▶ Do this
Turn the entries below into a JSON list of strings, with each line as its own string and any blank lines omitted.

[Entries from an annotation dataset]
+++++

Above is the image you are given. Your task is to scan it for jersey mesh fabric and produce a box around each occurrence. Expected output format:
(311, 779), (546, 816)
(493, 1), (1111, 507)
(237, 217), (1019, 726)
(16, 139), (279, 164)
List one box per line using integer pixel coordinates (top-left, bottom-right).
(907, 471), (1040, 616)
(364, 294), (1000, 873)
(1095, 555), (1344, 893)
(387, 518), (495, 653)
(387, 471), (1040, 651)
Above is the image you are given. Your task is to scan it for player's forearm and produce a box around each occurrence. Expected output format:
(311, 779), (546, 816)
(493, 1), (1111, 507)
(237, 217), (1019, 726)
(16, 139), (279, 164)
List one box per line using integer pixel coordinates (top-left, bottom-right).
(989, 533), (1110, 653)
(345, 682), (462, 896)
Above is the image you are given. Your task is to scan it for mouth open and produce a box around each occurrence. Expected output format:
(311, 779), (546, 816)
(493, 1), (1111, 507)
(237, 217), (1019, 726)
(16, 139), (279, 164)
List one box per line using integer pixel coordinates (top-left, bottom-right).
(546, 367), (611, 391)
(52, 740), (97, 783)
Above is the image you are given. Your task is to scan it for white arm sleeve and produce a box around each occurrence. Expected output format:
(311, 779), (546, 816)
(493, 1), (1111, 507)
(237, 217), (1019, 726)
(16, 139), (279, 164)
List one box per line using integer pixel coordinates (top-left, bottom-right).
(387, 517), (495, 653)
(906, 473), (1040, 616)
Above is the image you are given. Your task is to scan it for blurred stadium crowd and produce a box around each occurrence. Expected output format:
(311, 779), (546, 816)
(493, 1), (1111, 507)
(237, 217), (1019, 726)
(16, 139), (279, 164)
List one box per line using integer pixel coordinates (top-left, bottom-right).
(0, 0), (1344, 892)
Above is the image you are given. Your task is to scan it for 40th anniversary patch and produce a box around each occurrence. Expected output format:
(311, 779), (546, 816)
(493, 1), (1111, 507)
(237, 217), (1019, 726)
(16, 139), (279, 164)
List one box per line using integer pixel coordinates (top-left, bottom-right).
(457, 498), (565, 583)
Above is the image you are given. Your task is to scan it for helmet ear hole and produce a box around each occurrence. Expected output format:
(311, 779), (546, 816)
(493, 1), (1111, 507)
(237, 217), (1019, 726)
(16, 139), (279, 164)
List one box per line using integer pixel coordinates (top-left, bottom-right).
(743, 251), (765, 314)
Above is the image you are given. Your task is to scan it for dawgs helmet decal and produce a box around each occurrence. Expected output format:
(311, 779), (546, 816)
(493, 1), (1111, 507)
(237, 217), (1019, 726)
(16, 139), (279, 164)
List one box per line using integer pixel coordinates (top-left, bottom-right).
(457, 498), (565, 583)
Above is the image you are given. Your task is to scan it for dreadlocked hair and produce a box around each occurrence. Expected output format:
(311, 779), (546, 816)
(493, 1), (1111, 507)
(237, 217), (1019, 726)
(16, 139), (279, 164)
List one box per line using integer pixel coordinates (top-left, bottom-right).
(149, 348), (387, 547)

+++++

▶ Exercise output
[
  "Above is the image you are given. Your task is to scan it for jersey mesh fabric and produce a box around each occurrence. Expected output format:",
  "(311, 779), (546, 816)",
  "(493, 1), (1111, 507)",
  "(237, 217), (1019, 726)",
  "(16, 139), (279, 164)",
  "List one box per line using integer pixel coordinates (top-left, bottom-right).",
  "(907, 471), (1040, 616)",
  "(364, 294), (1000, 873)",
  "(1095, 555), (1344, 893)",
  "(387, 518), (495, 653)",
  "(387, 471), (1040, 651)",
  "Above is the image you are given. Your task is to scan it for player's forearm and produce a box around each occurrence. Expected output format:",
  "(311, 779), (546, 816)",
  "(493, 1), (1111, 507)",
  "(237, 217), (1019, 726)",
  "(16, 139), (279, 164)",
  "List one box per line using integer pixel coordinates (top-left, bottom-right).",
  "(989, 533), (1110, 653)",
  "(345, 682), (462, 896)",
  "Above is the image you are given. Your task is to scan it for mouth open and produce a box around each occurrence. Expected output format:",
  "(311, 779), (546, 816)",
  "(493, 1), (1111, 507)",
  "(237, 217), (1019, 726)",
  "(16, 139), (279, 164)",
  "List one box per line using integer pixel coordinates (top-left, bottom-right).",
  "(546, 367), (611, 391)",
  "(52, 740), (97, 783)",
  "Above is the image you are given. Your task is to scan it for white arm sleeve and produce a box around each occurrence. Expected output format:",
  "(311, 779), (546, 816)",
  "(493, 1), (1111, 507)",
  "(237, 217), (1019, 726)",
  "(16, 139), (279, 164)",
  "List one box per line using integer pixel coordinates (top-left, bottom-right).",
  "(387, 517), (495, 653)",
  "(906, 473), (1040, 616)",
  "Above is the image you are given. Your task is to scan it for blurred stadium crowd and produce a box around each occurrence. Expected output format:",
  "(311, 779), (546, 816)",
  "(493, 1), (1111, 507)",
  "(237, 217), (1019, 726)",
  "(16, 139), (279, 164)",
  "List one box per line using integer pixel coordinates (top-left, bottom-right).",
  "(0, 0), (1344, 892)",
  "Above is the image you are given. Your task is to scan it for 40th anniversary patch and produce a box around each occurrence. Expected output format:",
  "(311, 779), (546, 816)",
  "(493, 1), (1111, 507)",
  "(237, 217), (1019, 726)",
  "(16, 139), (279, 164)",
  "List one box per line using integer pixel coordinates (top-left, bottom-right).",
  "(457, 498), (565, 583)",
  "Above is the image you are given. Your task is to scan it for helmet ear hole and produce a box around each occurrence. Expected output format:",
  "(311, 779), (546, 816)",
  "(493, 1), (1111, 507)",
  "(237, 217), (1019, 726)",
  "(16, 139), (279, 164)",
  "List one box per line using integer pixel coordinates (top-left, bottom-right).",
  "(743, 251), (765, 314)",
  "Above is the image you are given. Your task is to scan it for dawgs helmet decal and produce a box around each occurrence. Expected output format:",
  "(311, 779), (546, 816)",
  "(493, 1), (1111, 507)",
  "(237, 217), (1019, 726)",
  "(16, 139), (279, 164)",
  "List one box per line using integer pixel coordinates (top-left, bottom-right).",
  "(457, 498), (565, 583)",
  "Above is the image you are given. Your task is to scan it for dreadlocked hair and produce a box around each occurrence. Expected output format:",
  "(311, 779), (546, 816)",
  "(493, 1), (1111, 507)",
  "(237, 217), (1019, 726)",
  "(16, 139), (279, 164)",
  "List one box per line using integer pixel coordinates (top-left, bottom-right).",
  "(149, 348), (387, 547)"
]